By Pat Higgins | Asst. Sports Editor
The 16-day government shutdown ended last month and extended the federal government’s deadline to pay its bills for two months. But the Dec. 13 deadline that President Obama set for the bipartisan House-Senate committee negotiating fiscal policy and the federal budget is fast approaching, and an expansive ideological gap between Democrats and Republicans remains.
The president and his healthcare reform, the Affordable Care Act, have reached an all-time low in approval ratings. According to a Nov. 10 Gallup poll, more than half the country (55 percent) disapproves of Obamacare, while only 40 percent approve of the job the president is doing.
Right now, experts estimate that the government’s financing will expire in February, when the government reaches its $16.7 trillion debt ceiling. But don’t expect any major shifts in fiscal policy in Washington before the president’s mid-December ultimatum rolls around, or before the debt ceiling expires on Feb. 7, as the country and thus politicians nationwide remain split on Obama’s healthcare agenda.
Moni McIntyre, an assistant professor in the Graduate School for Social and Public Policy, said she believes the ACA will ultimately do more good than harm, but Americans are currently suffering from “mean-spirited debates” in the capital.
“Along with many others, I am unhappy with the ACA, because I do not think that it went far enough,” McIntyre said. “I hope for a single payer option at some point in the not-too-distant future, but I realize that the chances of that happening are slim to none.”
But as long as Obamacare remains at the center of Congressional and national dispute, the United States’ economic outlook will remain bleak.
Antony Davies, associate professor of economics in the Palumbo Donahue School of Business, said he believes the debt ceiling will rise again, but opposing factions in the American public will stifle any compromise in fiscal negotiations for a long-term solution.
“It is possible to raise the debt ceiling, and that is what will happen,” Davies said. “But I don’t see Republicans and Democrats settling their fiscal disputes until there is a clear majority of voters demanding fiscal discipline. The problem is less the ideological differences than the contradictory desires of the voters. Voters are concerned about the deficit, but there isn’t a majority who want higher taxes, nor is there a majority hat wants significant spending cuts. So, politicians are left not knowing how to proceed.”
U.S. Treasury Secretary Jacob J. Lew advocated that Congress raise the debt limit much sooner than later at the Wall Street Journal’s CEO Council conference on Nov. 19.
“There really is no alternative but to raise the debt limit when you need to borrow in order to pay the bills,” Lew said. “The full faith and credit of the United States – whether it’s bonds or contracts or benefits – has to be honored,” according to a November story from Businessweek.
Just a few months from now, our government will not be able to honor its debt commitments. And unless the budget reform committee Obama mandated following the government shutdown strikes any sort of agreement before Christmas, the two parties will remain far apart on any long-term plans to cut fiscal spending and reduce the national deficit.
Democrats are lobbying for tax increases on the rich, something Republicans oppose. Republicans are demanding major changes to the Affordable Care Act for fear of its impact on the federal deficit. But Democrats refuse any major changes in Medicare or Social Security without tax reform.
“The Affordable Care Act will play a significant role in the federal budget,” Davies said. “No one knows by how much it will increase deficits, but economists are in general agreement that the impact on the deficit will be somewhere between significant and astronomical. I tend to fall in the ‘significant’ camp.”

◆ **The task**
Copy the part of the budget article that opens with "Right now, experts" and closes with "Obama’s healthcare agenda.", substituting "March" for "February". The listing has no connection to the budget article.

◆ **Dataset excerpt**
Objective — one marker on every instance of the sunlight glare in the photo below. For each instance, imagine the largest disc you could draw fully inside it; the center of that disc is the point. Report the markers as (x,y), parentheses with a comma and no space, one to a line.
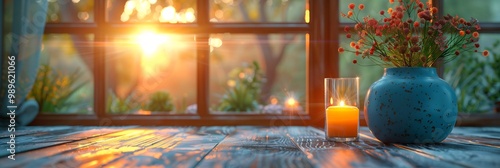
(291,102)
(149,42)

◆ **Answer**
Right now, experts estimate that the government’s financing will expire in March, when the government reaches its $16.7 trillion debt ceiling. But don’t expect any major shifts in fiscal policy in Washington before the president’s mid-December ultimatum rolls around, or before the debt ceiling expires on Feb. 7, as the country and thus politicians nationwide remain split on Obama’s healthcare agenda.